* _TASK OBJECTIVE_: Apart from the pictures, print the data below exactly as given.

* _DATA UNDER STUDY_:
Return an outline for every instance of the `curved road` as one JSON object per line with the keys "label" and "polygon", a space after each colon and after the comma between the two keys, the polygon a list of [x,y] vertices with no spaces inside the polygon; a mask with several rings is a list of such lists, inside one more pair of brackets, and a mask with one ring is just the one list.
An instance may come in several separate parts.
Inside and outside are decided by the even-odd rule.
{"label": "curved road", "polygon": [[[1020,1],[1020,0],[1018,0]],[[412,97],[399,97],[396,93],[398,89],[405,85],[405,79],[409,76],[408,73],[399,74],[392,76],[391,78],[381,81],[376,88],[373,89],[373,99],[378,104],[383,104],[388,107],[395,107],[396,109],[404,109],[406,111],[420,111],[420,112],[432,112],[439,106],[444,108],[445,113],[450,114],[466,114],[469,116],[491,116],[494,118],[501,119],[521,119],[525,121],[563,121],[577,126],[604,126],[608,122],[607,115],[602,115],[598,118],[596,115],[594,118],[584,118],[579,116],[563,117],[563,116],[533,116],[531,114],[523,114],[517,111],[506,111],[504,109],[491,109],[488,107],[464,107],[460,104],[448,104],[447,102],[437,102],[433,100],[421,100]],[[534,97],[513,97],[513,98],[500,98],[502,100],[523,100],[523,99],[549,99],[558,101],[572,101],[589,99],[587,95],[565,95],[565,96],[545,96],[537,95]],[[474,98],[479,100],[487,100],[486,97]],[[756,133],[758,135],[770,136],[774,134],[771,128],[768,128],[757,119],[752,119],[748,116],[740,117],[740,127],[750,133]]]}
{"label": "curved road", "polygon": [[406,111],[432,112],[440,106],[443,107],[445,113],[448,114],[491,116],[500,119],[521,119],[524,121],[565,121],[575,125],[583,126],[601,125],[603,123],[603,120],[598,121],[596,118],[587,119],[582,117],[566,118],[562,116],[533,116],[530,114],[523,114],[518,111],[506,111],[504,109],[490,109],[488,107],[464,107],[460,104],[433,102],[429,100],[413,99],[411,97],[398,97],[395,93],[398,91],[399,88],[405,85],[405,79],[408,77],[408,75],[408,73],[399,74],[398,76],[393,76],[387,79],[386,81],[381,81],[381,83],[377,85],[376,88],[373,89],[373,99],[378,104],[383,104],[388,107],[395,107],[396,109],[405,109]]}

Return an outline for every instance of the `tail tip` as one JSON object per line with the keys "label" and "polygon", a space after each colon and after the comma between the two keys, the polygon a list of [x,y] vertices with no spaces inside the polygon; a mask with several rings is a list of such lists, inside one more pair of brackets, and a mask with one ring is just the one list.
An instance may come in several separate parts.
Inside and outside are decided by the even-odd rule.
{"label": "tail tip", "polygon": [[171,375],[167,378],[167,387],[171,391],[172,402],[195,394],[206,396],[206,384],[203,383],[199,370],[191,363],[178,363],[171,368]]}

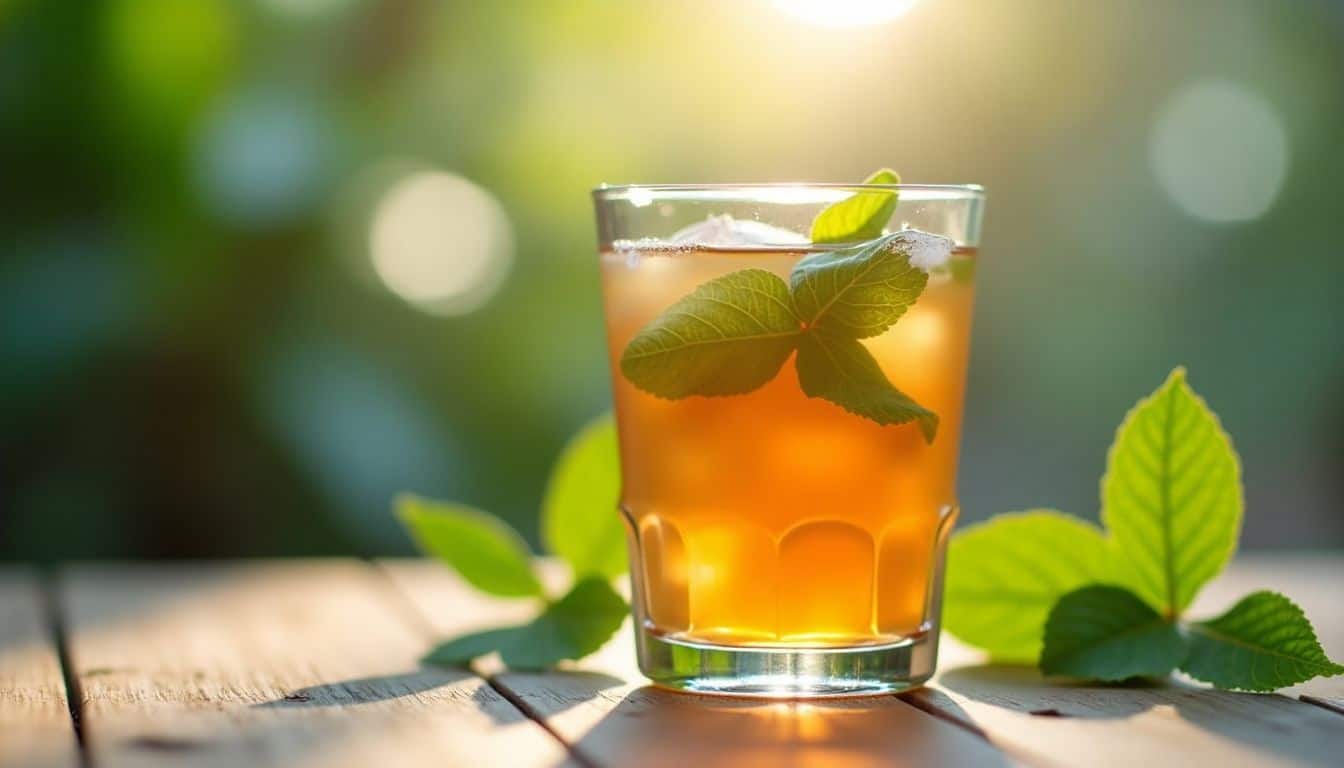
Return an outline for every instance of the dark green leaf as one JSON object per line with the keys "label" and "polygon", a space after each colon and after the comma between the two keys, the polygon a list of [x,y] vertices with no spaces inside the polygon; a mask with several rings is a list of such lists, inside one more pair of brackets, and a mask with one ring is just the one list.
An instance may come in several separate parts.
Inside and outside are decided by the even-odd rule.
{"label": "dark green leaf", "polygon": [[416,496],[399,497],[396,510],[420,550],[452,566],[473,587],[504,597],[542,594],[527,544],[493,515]]}
{"label": "dark green leaf", "polygon": [[784,281],[730,272],[673,304],[626,346],[621,372],[670,399],[750,392],[779,373],[800,333]]}
{"label": "dark green leaf", "polygon": [[527,624],[463,635],[438,646],[424,661],[461,666],[498,651],[512,669],[547,669],[601,648],[629,613],[630,607],[605,578],[584,579]]}
{"label": "dark green leaf", "polygon": [[1175,624],[1127,589],[1094,585],[1061,597],[1050,611],[1040,667],[1095,680],[1163,677],[1185,655]]}
{"label": "dark green leaf", "polygon": [[1010,512],[952,535],[943,626],[1000,661],[1035,662],[1050,609],[1110,577],[1095,525],[1049,509]]}
{"label": "dark green leaf", "polygon": [[929,238],[937,236],[898,232],[802,259],[789,275],[798,317],[810,329],[858,339],[887,330],[929,280],[927,272],[910,263],[912,250],[951,248],[946,238]]}
{"label": "dark green leaf", "polygon": [[[890,168],[883,168],[863,180],[864,184],[900,184],[901,177]],[[871,240],[882,234],[882,228],[896,212],[897,195],[894,190],[859,192],[831,203],[812,220],[812,242],[852,243]]]}
{"label": "dark green leaf", "polygon": [[1189,628],[1190,656],[1181,669],[1219,688],[1272,691],[1344,674],[1344,666],[1326,657],[1302,609],[1276,592],[1254,592]]}
{"label": "dark green leaf", "polygon": [[798,384],[808,397],[820,397],[878,424],[918,421],[924,439],[933,442],[938,417],[887,381],[886,374],[855,339],[813,331],[798,344]]}
{"label": "dark green leaf", "polygon": [[625,572],[625,524],[616,423],[606,414],[565,446],[551,470],[541,505],[541,535],[576,577]]}
{"label": "dark green leaf", "polygon": [[1168,616],[1178,616],[1232,558],[1241,465],[1184,368],[1125,416],[1101,501],[1101,519],[1127,566],[1123,582]]}
{"label": "dark green leaf", "polygon": [[463,667],[473,659],[524,642],[527,625],[472,632],[435,646],[421,661],[440,667]]}

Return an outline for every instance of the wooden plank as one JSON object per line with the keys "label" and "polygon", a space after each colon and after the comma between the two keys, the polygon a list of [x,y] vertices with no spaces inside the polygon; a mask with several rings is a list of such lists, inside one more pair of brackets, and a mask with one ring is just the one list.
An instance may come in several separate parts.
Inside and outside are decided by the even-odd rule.
{"label": "wooden plank", "polygon": [[565,757],[479,677],[419,668],[425,628],[362,563],[79,567],[60,596],[102,768]]}
{"label": "wooden plank", "polygon": [[[445,636],[527,617],[485,598],[442,566],[392,562],[393,580]],[[502,610],[501,610],[502,605]],[[1005,765],[970,731],[894,696],[787,703],[653,688],[634,663],[630,622],[577,670],[500,672],[498,685],[593,765]]]}
{"label": "wooden plank", "polygon": [[0,569],[0,768],[79,764],[54,637],[37,577]]}
{"label": "wooden plank", "polygon": [[[1314,582],[1321,575],[1292,557],[1248,558],[1230,569],[1224,583],[1210,586],[1201,604],[1213,605],[1195,615],[1221,611],[1232,602],[1224,594],[1239,596],[1247,584],[1277,586],[1304,605],[1310,602],[1309,615],[1314,610],[1318,626],[1333,632],[1337,616],[1318,599],[1331,582]],[[1344,754],[1344,719],[1288,695],[1215,691],[1179,681],[1146,688],[1047,682],[1034,668],[986,666],[947,638],[939,670],[930,688],[906,696],[979,728],[1006,750],[1041,761],[1146,768],[1338,765]]]}

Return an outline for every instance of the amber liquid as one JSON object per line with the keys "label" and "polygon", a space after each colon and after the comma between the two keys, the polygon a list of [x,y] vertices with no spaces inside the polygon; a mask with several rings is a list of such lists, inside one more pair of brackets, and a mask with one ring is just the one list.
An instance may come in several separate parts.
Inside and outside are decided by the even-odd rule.
{"label": "amber liquid", "polygon": [[[972,286],[935,271],[913,307],[865,339],[887,377],[941,424],[879,426],[811,399],[793,361],[746,395],[669,401],[621,374],[626,344],[707,280],[805,251],[635,248],[602,255],[620,436],[621,503],[649,628],[731,645],[851,646],[930,619],[957,512]],[[952,259],[970,260],[970,249]],[[965,265],[968,262],[962,261]],[[969,270],[965,270],[969,272]]]}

* _RESPONSE_:
Return an outline for every instance of the `curved road` as one JSON object per line with the keys "label" and "polygon", a space after each colon and after the comma between the two keys, the polygon a list of [x,y] vertices with no spaces inside the polygon; a mask with several rings is a list of such lists, inside one more pair of brackets, and a mask with one ring is just the one list.
An instance may come in several separate parts.
Inside and outside are decided by the even-odd rule.
{"label": "curved road", "polygon": [[[1020,1],[1020,0],[1018,0]],[[412,97],[399,97],[396,93],[398,89],[405,85],[405,79],[409,76],[408,73],[399,74],[392,76],[391,78],[381,81],[376,88],[373,89],[373,99],[378,104],[383,104],[388,107],[395,107],[396,109],[404,109],[406,111],[420,111],[420,112],[432,112],[439,106],[444,108],[445,113],[450,114],[466,114],[469,116],[491,116],[494,118],[501,119],[521,119],[525,121],[563,121],[577,126],[604,126],[608,122],[607,115],[602,115],[598,118],[596,115],[594,118],[584,118],[579,116],[563,117],[563,116],[533,116],[531,114],[523,114],[517,111],[506,111],[504,109],[491,109],[488,107],[464,107],[460,104],[448,104],[447,102],[437,102],[433,100],[421,100]],[[534,97],[513,97],[513,98],[500,98],[502,100],[523,100],[523,99],[549,99],[558,101],[572,101],[589,99],[587,95],[565,95],[565,96],[545,96],[537,95]],[[474,98],[479,100],[487,100],[486,97]],[[756,133],[758,135],[770,136],[774,134],[771,128],[768,128],[757,119],[752,119],[748,116],[740,117],[740,127],[750,133]]]}
{"label": "curved road", "polygon": [[406,111],[432,112],[440,106],[443,107],[445,113],[448,114],[491,116],[500,119],[521,119],[524,121],[565,121],[575,125],[583,126],[601,125],[603,123],[603,120],[598,121],[596,118],[587,119],[582,117],[566,118],[562,116],[533,116],[530,114],[523,114],[518,111],[506,111],[504,109],[490,109],[488,107],[464,107],[460,104],[433,102],[429,100],[413,99],[411,97],[398,97],[395,93],[398,91],[399,88],[405,85],[405,79],[408,77],[408,75],[408,73],[399,74],[398,76],[393,76],[387,79],[386,81],[381,81],[381,83],[377,85],[376,88],[373,89],[373,99],[378,104],[383,104],[388,107],[395,107],[396,109],[405,109]]}

Return an outline for every instance of the `tail tip` as one JSON object per line with the keys "label" and "polygon", a space after each colon and after the comma between the two keys, the polygon a list of [x,y] vertices with no spaces inside the polygon; a mask with several rings is a list of such lists, inside one more pair of brackets, and a mask with one ring is just the one list.
An instance may come in several separate parts.
Inside and outside are decided by the even-odd rule.
{"label": "tail tip", "polygon": [[171,375],[167,378],[167,387],[171,391],[172,402],[195,394],[206,396],[206,384],[203,383],[199,370],[191,363],[178,363],[171,368]]}

Return an outline for every instance of the dark green leaf as one JSON object per line with the keys "label" and "polygon", a space after each colon and after the comma between the two keys, the polygon a list of [x,y] vertices with no spaces inside the polygon; a mask with several rings is a list of such lists, inside one more pair of brackets, and a mask with one ring is just the one list.
An instance may come in several separate parts.
Inside and outside are decided by the even-odd rule.
{"label": "dark green leaf", "polygon": [[416,496],[399,497],[396,510],[420,550],[452,566],[473,587],[504,597],[542,594],[527,544],[493,515]]}
{"label": "dark green leaf", "polygon": [[784,281],[730,272],[673,304],[626,346],[621,372],[670,399],[750,392],[779,373],[800,333]]}
{"label": "dark green leaf", "polygon": [[527,624],[463,635],[438,646],[424,661],[461,666],[498,651],[512,669],[547,669],[601,648],[629,613],[630,607],[605,578],[584,579]]}
{"label": "dark green leaf", "polygon": [[1175,624],[1127,589],[1094,585],[1061,597],[1050,611],[1040,667],[1095,680],[1163,677],[1185,655]]}
{"label": "dark green leaf", "polygon": [[1010,512],[952,535],[943,626],[1000,661],[1035,662],[1050,609],[1110,577],[1095,525],[1049,509]]}
{"label": "dark green leaf", "polygon": [[929,238],[937,236],[898,232],[802,259],[789,275],[798,317],[810,329],[858,339],[887,330],[929,280],[927,272],[910,263],[912,250],[951,248],[946,238]]}
{"label": "dark green leaf", "polygon": [[[890,168],[883,168],[863,180],[864,184],[900,184],[901,177]],[[871,240],[882,234],[882,228],[896,212],[897,195],[894,190],[859,192],[831,203],[812,220],[812,242],[852,243]]]}
{"label": "dark green leaf", "polygon": [[1189,628],[1190,656],[1181,669],[1219,688],[1272,691],[1344,674],[1344,666],[1326,657],[1302,609],[1276,592],[1254,592]]}
{"label": "dark green leaf", "polygon": [[798,384],[808,397],[820,397],[878,424],[918,421],[924,439],[933,442],[938,417],[887,381],[886,374],[855,339],[813,331],[798,344]]}
{"label": "dark green leaf", "polygon": [[625,572],[625,524],[616,423],[606,414],[565,446],[551,470],[541,505],[541,535],[576,577]]}
{"label": "dark green leaf", "polygon": [[1168,616],[1178,616],[1232,558],[1241,465],[1184,368],[1125,416],[1101,501],[1101,519],[1127,566],[1123,582]]}
{"label": "dark green leaf", "polygon": [[463,667],[473,659],[524,642],[527,625],[472,632],[435,646],[421,661],[440,667]]}

Return an outline for every instance of the wooden plank as one JSON object per line with the keys "label" and "polygon", a space after each colon and after the comma between the two keys, the polygon a list of [x,y] vertices with no spaces inside the polygon; a mask with several rings is a list of such lists, inside one more pair of brackets, and a mask with one ring is just the one list.
An instance may come in several separate parts.
Inside and outside are decided by the even-odd rule.
{"label": "wooden plank", "polygon": [[565,757],[479,677],[419,668],[425,628],[362,563],[79,567],[60,596],[102,768]]}
{"label": "wooden plank", "polygon": [[[445,636],[527,617],[485,598],[442,566],[392,562],[393,580]],[[502,610],[501,610],[502,605]],[[1005,765],[970,731],[894,696],[787,703],[653,688],[634,663],[630,622],[577,670],[500,672],[498,685],[593,765]]]}
{"label": "wooden plank", "polygon": [[0,569],[0,768],[79,764],[54,637],[37,577]]}
{"label": "wooden plank", "polygon": [[[1314,582],[1321,575],[1292,557],[1248,558],[1230,569],[1224,583],[1210,586],[1201,604],[1213,605],[1195,615],[1221,611],[1232,602],[1224,594],[1239,596],[1247,584],[1277,586],[1304,605],[1310,602],[1309,615],[1314,610],[1318,626],[1333,632],[1337,616],[1318,599],[1331,582]],[[1344,754],[1344,719],[1288,695],[1215,691],[1179,681],[1146,688],[1047,682],[1034,668],[986,666],[947,638],[939,670],[930,688],[906,696],[979,728],[1006,750],[1041,761],[1146,768],[1338,765]]]}

Return an outline for every instance of the amber liquid as one JSON object per line with the keys "label" and "polygon", a space after each colon and after the comma between the two keys, the polygon a list of [x,y] vertices with no spaces inside the polygon; a mask with several rings is a list of such lists, inside one more pair of brackets, and a mask with one ring is just the one list.
An instance may come in several separate parts.
Inside and outside are decided by the even-odd rule.
{"label": "amber liquid", "polygon": [[[972,286],[935,271],[913,307],[865,339],[887,377],[941,424],[879,426],[811,399],[793,361],[746,395],[669,401],[621,374],[626,344],[707,280],[805,251],[635,248],[602,255],[620,436],[621,503],[649,628],[731,645],[851,646],[930,619],[957,512]],[[952,259],[970,260],[970,249]],[[965,265],[968,262],[962,261]],[[969,270],[965,270],[969,272]]]}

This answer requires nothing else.